**Texto de leitura:**
Consideramos que nosso objeto de estudo faz parte de uma renovação temática desenvolvida atualmente nas pesquisas historiográficas, pois partimos da perspectiva defendida pelo historiador francês Michel de Certeau (1988, p. 35), a qual nos indica que:

O historiador não é mais um homem capaz de construir um império. Não visa mais o paraíso de uma história global. Ele aí vem circular em torno de racionalizações adquiridas. Trabalha nas margens. Sob esse ponto de vista, torna-se um andarilho. Numa sociedade favorecida pela generalização, dotada de poderosos meios centralizadores o historiador avança na direção das fronteiras das grandes regiões exploradas.

Desse modo, pretendemos dar voz e vez aos então jovens estudantes de uma cidade interiorana, distante dos grandes centros urbanos do país, valorizando a memória destes sujeitos, relacionado sempre o contexto local com o nacional, já que se trata de um período de grande fervor do movimento estudantil.

Utilizamos como fonte de pesquisa os jornais antigos de Ituiutaba da década de 1960, pois consideramos que estes se constituem em mananciais fundamentais para os estudos historiográficos, já que apresentam o movimento da história de uma forma cotidiana, transmitindo e gerando novos acontecimentos no contexto de suas produções, sendo produtos culturais imbuídos de significações e representações sociais que, devidamente analisadas, funcionam como importantes instrumentos desveladores do contexto investigado (ARAÚJO, 2005).

**Exercícios propostos:**
• 1. Reescreva em forma de lista o parágrafo do texto de leitura que começa com "Utilizamos como fonte de pesquisa", de modo mais enxuto e preservando suas informações principais.
• 2. Por favor, prossiga o texto de leitura sobre os estudantes de Ituiutaba na década de 1960 a partir da última frase apresentada.

**Dados fornecidos:**
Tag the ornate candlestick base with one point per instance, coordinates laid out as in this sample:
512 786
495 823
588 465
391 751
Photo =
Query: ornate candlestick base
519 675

**Gabarito:**
• 1.
- Fonte de pesquisa: jornais antigos de Ituiutaba da década de 1960.
- Esses jornais são considerados mananciais fundamentais para os estudos historiográficos.
- Mostram o movimento da história de forma cotidiana, transmitindo e gerando novos acontecimentos no contexto em que foram produzidos.
- São produtos culturais carregados de significações e representações sociais.
- Quando devidamente analisados, revelam o contexto investigado (ARAÚJO, 2005).

• 2.
O conceito de representação nesse artigo é baseado no de Roger Chartier (1990):

As representações do mundo social assim construídas, embora aspirem à universalidade de um diagnóstico fundado na razão, são sempre determinadas pelos interesses de grupo que as forjam. Daí, para cada caso, o necessário relacionamento dos discursos proferidos com a posição de quem os utiliza. As percepções do social não são de forma alguma discursos neutros: produzem estratégias e práticas (sociais, escolares, políticas) que tendem a impor uma autoridade à custa de outros, por ela menosprezados, a legitimar um projeto reformador ou a justificar, para os próprios indivíduos, as suas escolhas e condutas (CHARTIER, 1990, p.17).

Assim, consideramos que as representações veiculadas pelos jornais não são discursos neutros, pois apresentam linguagens que aspiram aos interesses e visões de mundo de certos grupos ligados a esses veículos de comunicação. 

Nesse sentido, ponderamos que os jornais devem ser investigados de forma científica, considerados como documentos-monumentos, pois como Le Goff (2003) estes são produtos da sociedade que os produziu de acordo com as relações de força existentes. Mas é necessário que os pesquisadores possuam uma visão crítica sobre a fonte utilizada.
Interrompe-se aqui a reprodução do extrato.